- [REQUIREMENT] Pull out each line of the entries below that contains the string "marker". Case counts.

# # #

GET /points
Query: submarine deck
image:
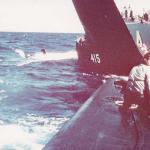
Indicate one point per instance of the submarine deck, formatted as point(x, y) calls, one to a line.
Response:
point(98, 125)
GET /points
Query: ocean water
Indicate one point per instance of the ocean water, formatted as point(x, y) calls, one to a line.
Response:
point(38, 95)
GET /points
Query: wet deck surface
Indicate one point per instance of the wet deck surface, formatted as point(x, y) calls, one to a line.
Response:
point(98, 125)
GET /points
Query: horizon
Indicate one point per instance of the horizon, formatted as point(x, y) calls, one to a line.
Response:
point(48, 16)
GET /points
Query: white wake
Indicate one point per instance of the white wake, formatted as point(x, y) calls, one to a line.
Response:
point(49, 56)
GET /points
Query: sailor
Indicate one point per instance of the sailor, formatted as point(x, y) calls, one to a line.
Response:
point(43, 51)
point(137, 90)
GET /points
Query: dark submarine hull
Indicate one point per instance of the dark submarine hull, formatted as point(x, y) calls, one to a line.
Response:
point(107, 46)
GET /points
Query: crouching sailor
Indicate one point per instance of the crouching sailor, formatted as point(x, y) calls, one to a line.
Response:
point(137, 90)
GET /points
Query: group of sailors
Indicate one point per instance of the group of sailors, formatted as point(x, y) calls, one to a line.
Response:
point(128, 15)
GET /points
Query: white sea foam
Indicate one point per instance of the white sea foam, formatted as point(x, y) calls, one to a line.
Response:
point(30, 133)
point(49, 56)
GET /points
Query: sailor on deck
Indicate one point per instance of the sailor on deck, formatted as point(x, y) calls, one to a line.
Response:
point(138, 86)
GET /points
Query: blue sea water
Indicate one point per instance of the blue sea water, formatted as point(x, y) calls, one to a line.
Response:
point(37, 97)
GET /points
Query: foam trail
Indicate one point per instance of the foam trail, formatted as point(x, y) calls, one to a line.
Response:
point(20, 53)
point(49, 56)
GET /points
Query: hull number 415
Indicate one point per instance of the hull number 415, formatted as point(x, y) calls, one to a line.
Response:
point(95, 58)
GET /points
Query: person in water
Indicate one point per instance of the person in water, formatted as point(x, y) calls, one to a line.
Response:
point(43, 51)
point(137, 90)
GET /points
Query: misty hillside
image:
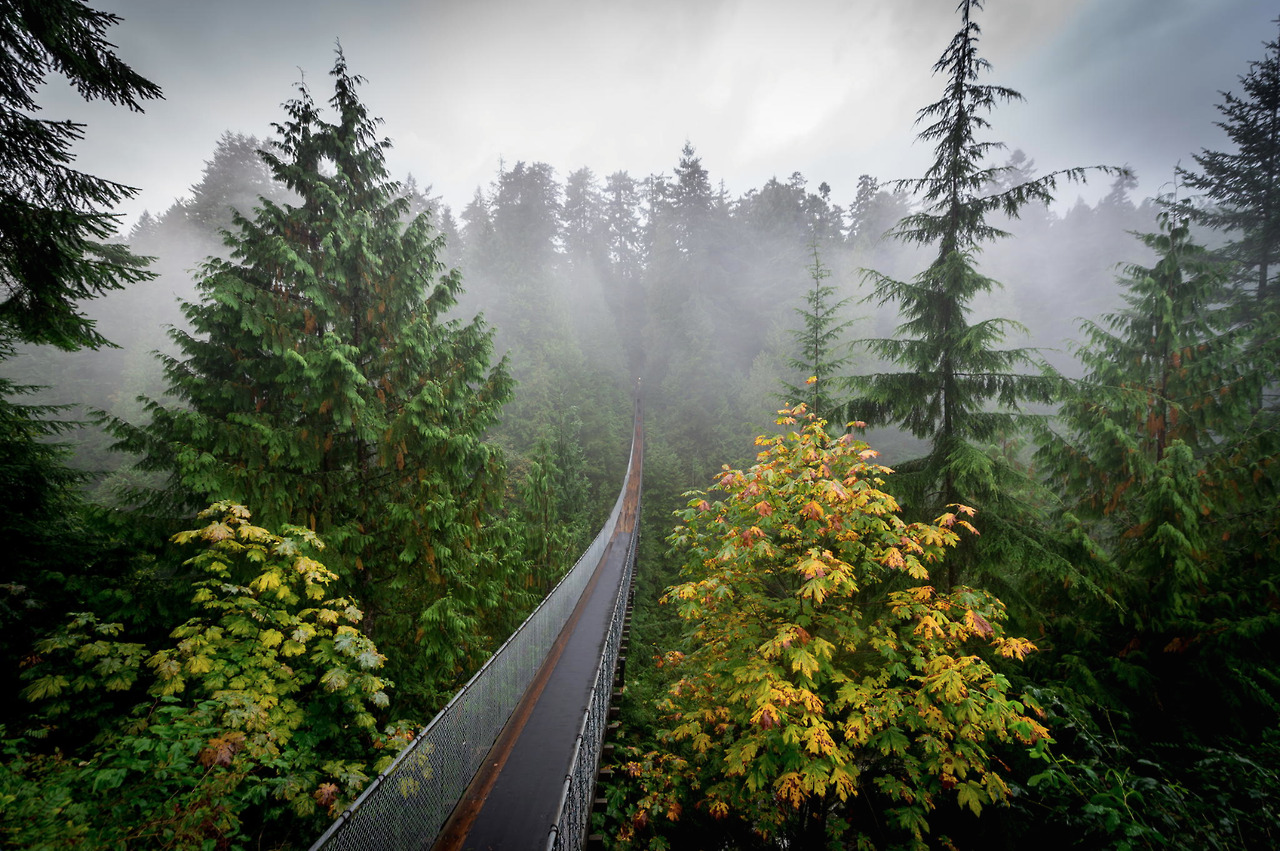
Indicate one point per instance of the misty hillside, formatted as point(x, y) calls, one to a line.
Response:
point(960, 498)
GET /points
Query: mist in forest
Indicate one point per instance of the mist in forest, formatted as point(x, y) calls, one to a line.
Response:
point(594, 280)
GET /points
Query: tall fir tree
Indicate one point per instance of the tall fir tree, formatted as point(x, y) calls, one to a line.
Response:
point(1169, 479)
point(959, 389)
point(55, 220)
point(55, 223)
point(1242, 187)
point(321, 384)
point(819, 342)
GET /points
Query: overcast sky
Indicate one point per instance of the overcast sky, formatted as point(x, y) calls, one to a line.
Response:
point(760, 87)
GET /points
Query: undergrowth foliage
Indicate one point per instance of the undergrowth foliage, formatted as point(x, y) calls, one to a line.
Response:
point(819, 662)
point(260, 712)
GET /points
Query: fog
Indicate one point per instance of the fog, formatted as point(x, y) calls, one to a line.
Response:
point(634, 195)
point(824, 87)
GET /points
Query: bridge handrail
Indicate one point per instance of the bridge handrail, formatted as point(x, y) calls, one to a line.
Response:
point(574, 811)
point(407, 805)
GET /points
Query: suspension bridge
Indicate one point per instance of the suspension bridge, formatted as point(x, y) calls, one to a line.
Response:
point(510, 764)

# # #

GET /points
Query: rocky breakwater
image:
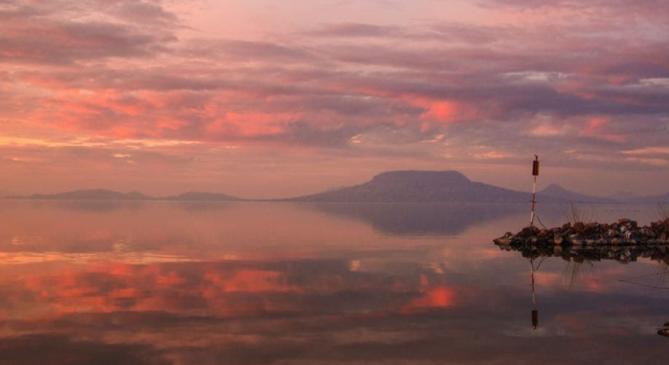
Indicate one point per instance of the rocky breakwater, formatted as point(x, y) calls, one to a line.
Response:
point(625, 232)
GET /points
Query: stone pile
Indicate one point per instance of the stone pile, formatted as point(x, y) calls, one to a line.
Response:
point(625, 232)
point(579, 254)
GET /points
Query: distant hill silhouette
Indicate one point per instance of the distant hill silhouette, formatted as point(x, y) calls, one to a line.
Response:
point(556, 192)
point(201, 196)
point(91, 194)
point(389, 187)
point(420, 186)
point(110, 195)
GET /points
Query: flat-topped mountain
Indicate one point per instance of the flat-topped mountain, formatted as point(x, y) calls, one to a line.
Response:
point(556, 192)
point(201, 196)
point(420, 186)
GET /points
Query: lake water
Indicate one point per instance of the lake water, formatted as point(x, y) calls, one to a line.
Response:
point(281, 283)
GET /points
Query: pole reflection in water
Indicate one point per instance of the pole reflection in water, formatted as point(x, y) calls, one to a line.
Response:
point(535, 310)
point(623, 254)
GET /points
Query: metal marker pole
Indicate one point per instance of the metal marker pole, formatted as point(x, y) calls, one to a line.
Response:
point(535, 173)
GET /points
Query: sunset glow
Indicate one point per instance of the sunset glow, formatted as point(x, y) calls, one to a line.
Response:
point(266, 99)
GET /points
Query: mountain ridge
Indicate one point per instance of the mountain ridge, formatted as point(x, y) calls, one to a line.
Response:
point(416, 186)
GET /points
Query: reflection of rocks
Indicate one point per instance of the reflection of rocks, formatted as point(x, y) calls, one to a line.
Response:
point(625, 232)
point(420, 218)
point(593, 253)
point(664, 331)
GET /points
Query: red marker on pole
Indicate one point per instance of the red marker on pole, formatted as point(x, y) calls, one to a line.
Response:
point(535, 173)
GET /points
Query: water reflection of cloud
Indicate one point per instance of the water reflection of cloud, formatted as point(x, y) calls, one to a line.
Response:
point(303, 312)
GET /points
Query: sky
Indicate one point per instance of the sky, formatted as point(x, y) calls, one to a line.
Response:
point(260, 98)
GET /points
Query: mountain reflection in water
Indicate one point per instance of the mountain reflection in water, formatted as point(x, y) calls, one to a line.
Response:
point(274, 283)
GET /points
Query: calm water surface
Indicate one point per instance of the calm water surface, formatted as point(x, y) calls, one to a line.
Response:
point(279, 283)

# # #

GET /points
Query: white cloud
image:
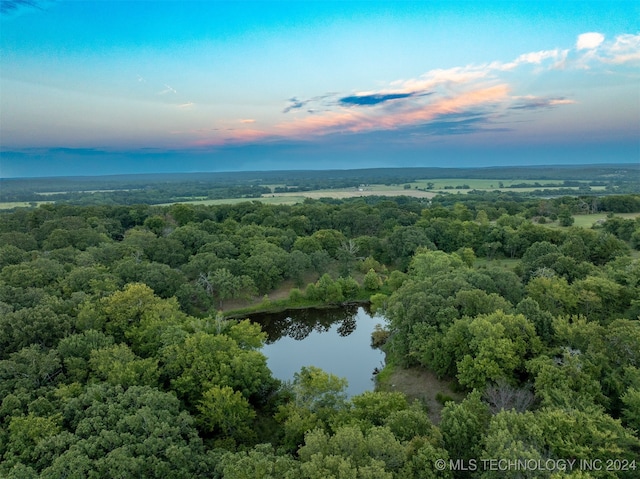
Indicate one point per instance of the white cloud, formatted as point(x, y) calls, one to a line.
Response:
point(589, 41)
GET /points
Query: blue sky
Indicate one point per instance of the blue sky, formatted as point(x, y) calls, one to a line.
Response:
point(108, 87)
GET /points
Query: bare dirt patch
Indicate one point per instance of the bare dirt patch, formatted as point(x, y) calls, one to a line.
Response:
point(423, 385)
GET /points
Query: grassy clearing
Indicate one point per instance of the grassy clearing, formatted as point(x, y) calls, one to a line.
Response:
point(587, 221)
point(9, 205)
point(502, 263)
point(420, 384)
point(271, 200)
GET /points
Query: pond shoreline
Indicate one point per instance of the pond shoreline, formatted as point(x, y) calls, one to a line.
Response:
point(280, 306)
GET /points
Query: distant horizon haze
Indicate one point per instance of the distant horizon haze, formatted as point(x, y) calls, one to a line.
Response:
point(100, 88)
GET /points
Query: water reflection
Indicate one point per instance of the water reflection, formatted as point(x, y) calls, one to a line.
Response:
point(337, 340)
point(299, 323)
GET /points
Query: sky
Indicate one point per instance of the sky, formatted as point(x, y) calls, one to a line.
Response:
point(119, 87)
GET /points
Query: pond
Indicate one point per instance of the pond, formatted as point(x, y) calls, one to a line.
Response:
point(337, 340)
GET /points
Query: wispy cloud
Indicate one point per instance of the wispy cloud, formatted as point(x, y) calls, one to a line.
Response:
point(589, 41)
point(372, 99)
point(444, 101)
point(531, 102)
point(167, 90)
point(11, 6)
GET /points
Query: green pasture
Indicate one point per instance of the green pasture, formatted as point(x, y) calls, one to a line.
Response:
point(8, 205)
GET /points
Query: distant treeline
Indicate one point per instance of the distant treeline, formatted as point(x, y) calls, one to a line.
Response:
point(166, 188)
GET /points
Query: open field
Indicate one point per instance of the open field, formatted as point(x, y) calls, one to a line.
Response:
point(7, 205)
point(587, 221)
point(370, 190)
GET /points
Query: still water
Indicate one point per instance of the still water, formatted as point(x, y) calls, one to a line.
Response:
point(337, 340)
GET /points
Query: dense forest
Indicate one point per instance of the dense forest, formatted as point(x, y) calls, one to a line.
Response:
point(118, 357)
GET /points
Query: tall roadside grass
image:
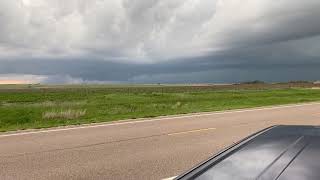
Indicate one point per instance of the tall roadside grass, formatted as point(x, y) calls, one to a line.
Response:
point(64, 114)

# # #

- [TASK OUTPUT]
Query: metal marker pole
Indicate one point per instance of the metal marker pole, formatted as point(x, y) calls, one to a line.
Query: red marker on pole
Indicate one point per instance of the red marker on pole, formatted as point(x, y) calls, one to a line.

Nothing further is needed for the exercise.